Travail à faire: Rassemblez toutes les lignes de la liste ci-dessous où figure le mot « platform ».

Lignes d'entrée:
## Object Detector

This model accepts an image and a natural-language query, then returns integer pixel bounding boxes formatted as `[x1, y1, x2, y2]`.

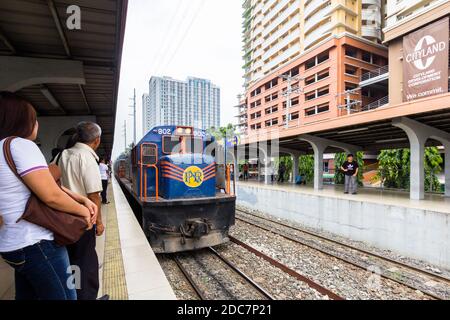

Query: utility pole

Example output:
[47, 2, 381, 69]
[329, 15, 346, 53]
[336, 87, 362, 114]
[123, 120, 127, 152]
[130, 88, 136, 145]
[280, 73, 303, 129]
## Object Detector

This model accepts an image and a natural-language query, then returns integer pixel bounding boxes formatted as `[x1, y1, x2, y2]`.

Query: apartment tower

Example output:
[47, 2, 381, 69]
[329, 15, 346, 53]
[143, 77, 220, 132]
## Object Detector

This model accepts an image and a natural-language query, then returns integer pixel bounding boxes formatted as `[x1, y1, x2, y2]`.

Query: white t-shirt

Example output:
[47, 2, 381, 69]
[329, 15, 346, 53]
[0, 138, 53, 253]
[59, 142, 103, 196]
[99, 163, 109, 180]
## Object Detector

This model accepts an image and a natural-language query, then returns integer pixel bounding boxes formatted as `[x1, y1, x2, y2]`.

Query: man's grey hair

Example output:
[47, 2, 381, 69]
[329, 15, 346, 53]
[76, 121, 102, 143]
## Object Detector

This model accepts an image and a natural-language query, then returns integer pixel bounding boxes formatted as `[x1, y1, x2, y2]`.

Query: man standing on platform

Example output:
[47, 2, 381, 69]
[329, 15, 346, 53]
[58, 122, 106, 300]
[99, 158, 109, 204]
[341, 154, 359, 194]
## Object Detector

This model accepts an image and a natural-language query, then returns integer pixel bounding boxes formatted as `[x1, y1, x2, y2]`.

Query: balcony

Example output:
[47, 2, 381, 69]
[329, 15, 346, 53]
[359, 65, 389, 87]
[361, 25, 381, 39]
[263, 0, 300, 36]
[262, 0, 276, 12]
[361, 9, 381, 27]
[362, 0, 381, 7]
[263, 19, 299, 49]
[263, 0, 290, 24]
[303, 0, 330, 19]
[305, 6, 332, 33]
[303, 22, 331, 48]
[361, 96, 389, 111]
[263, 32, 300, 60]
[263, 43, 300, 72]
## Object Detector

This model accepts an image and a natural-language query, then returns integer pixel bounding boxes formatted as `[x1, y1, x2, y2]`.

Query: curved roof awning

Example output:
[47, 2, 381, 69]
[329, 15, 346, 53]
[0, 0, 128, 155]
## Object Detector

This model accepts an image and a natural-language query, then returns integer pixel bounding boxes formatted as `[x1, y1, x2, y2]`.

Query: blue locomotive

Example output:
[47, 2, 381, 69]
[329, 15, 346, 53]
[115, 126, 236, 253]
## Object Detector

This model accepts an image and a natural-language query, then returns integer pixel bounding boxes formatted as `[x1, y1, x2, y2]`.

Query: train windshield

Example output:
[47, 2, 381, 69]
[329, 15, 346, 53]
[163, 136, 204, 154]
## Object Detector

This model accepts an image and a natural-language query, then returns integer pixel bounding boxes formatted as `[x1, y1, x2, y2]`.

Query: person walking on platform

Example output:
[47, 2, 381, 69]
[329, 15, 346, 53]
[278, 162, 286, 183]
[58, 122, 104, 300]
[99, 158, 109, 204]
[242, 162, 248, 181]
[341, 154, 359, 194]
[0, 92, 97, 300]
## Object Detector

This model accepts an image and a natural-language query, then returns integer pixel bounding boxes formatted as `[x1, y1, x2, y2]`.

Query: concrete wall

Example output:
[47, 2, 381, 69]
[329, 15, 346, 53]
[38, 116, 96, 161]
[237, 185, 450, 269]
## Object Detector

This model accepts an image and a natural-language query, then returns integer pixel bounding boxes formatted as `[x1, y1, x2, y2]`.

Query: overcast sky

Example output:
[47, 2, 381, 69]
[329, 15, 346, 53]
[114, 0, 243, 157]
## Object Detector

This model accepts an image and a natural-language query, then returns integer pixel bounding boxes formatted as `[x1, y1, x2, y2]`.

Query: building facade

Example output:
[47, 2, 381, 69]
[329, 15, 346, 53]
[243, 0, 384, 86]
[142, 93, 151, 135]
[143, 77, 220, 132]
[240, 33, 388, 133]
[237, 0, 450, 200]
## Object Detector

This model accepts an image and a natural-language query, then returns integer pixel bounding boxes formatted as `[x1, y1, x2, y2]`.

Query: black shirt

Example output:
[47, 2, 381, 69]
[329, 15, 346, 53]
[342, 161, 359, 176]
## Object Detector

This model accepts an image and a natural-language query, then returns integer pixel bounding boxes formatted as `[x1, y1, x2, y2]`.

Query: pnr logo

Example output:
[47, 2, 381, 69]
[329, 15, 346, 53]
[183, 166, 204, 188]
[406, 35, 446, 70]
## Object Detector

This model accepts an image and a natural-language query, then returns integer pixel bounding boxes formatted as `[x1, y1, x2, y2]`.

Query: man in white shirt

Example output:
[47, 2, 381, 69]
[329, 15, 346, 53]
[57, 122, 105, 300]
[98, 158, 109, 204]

Réponse écrite:
Query: man standing on platform
Query: person walking on platform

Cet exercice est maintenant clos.